[TEXT UNDER STUDY Boundary: Start]

On the strength of the recommendation Ramanujan was appointed to the post of clerk and began his duties on 1 March 1912. Ramanujan was quite lucky to have a number of people working round him with a training in mathematics. In fact the Chief Accountant for the Madras Port Trust, S N Aiyar, was trained as a mathematician and published a paper On the distribution of primes in 1913 on Ramanujan’s work. The professor of civil engineering at the Madras Engineering College C L T Griffith was also interested in Ramanujan’s abilities and, having been educated at University College London, knew the professor of mathematics there, namely M J M Hill. He wrote to Hill on 12 November 1912 sending some of Ramanujan’s work and a copy of his 1911 paper on Bernoulli numbers.

[TEXT UNDER STUDY Boundary: End]
[MATERIAL PROVIDED Boundary: Start]

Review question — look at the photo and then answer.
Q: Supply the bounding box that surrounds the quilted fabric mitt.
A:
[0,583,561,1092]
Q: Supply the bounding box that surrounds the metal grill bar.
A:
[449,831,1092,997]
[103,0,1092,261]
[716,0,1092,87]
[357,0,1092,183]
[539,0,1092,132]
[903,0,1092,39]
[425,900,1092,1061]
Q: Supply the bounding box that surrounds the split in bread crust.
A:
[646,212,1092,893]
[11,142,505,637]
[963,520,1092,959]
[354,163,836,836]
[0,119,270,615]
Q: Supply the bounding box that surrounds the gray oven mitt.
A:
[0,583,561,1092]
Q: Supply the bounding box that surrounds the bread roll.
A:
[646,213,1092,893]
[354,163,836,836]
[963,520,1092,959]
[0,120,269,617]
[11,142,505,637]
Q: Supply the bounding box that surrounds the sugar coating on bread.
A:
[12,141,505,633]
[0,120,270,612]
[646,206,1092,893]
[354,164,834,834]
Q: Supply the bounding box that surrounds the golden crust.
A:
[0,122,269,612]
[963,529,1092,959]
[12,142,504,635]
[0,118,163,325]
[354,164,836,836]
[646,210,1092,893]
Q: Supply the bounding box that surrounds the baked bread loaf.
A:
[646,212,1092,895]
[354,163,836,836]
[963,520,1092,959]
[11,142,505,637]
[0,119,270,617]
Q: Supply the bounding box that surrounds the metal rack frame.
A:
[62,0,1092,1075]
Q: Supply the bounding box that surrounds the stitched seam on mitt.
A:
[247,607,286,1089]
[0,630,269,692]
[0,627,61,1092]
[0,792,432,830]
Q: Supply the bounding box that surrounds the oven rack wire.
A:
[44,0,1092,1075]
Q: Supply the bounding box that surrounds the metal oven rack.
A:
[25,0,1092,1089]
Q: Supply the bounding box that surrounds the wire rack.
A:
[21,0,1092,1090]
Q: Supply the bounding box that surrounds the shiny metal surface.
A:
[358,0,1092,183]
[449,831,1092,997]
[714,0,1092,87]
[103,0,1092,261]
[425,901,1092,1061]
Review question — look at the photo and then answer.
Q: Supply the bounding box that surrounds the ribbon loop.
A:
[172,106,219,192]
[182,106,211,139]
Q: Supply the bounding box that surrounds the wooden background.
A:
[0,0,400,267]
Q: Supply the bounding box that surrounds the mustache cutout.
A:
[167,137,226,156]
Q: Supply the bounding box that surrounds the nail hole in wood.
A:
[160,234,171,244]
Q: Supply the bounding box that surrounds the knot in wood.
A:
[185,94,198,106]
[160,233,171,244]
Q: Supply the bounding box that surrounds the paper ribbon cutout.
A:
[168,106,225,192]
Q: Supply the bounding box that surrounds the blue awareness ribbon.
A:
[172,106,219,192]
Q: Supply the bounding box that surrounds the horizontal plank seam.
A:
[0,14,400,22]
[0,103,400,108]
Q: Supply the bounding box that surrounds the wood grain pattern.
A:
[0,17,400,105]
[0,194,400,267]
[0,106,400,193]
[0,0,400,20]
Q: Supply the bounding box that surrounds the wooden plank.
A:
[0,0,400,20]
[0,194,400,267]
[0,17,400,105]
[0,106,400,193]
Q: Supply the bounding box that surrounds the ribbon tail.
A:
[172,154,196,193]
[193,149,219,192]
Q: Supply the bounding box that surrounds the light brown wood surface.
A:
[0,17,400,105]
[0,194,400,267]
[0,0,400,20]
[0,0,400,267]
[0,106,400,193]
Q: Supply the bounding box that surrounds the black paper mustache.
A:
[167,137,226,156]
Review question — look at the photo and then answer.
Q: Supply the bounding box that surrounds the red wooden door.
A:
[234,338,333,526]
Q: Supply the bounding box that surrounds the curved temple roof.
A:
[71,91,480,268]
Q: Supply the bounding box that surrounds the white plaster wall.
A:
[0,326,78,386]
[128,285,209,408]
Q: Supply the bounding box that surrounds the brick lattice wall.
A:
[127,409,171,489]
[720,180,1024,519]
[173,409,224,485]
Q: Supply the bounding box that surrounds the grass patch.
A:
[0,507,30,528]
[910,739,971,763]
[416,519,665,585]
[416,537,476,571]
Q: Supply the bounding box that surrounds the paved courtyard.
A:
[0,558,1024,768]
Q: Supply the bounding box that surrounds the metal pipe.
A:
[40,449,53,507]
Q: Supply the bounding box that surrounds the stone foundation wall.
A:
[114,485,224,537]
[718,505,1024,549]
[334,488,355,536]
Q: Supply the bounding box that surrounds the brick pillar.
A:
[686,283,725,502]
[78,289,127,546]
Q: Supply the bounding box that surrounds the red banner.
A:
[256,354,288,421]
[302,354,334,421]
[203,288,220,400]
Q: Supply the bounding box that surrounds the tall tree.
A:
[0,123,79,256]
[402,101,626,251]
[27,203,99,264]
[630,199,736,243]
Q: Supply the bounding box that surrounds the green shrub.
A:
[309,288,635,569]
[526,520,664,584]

[MATERIAL PROVIDED Boundary: End]
[MATERIAL PROVIDED Boundary: Start]

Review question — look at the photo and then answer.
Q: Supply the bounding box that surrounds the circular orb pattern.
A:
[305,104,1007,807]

[MATERIAL PROVIDED Boundary: End]

## EXERCISE DESCRIPTION:
Say whether each statement agrees with the Ramanujan text, answering yes or no and quoting the deciding words from the text. (a) Ramanujan began his duties as clerk on 1 March 1912. (b) S N Aiyar was the professor of civil engineering at the Madras Engineering College. (c) C L T Griffith had been educated at University College London.

## COMPLETED EXERCISE:
(a) Yes: "began his duties on 1 March 1912"
(b) No: "the Chief Accountant for the Madras Port Trust, S N Aiyar"
(c) Yes: "having been educated at University College London"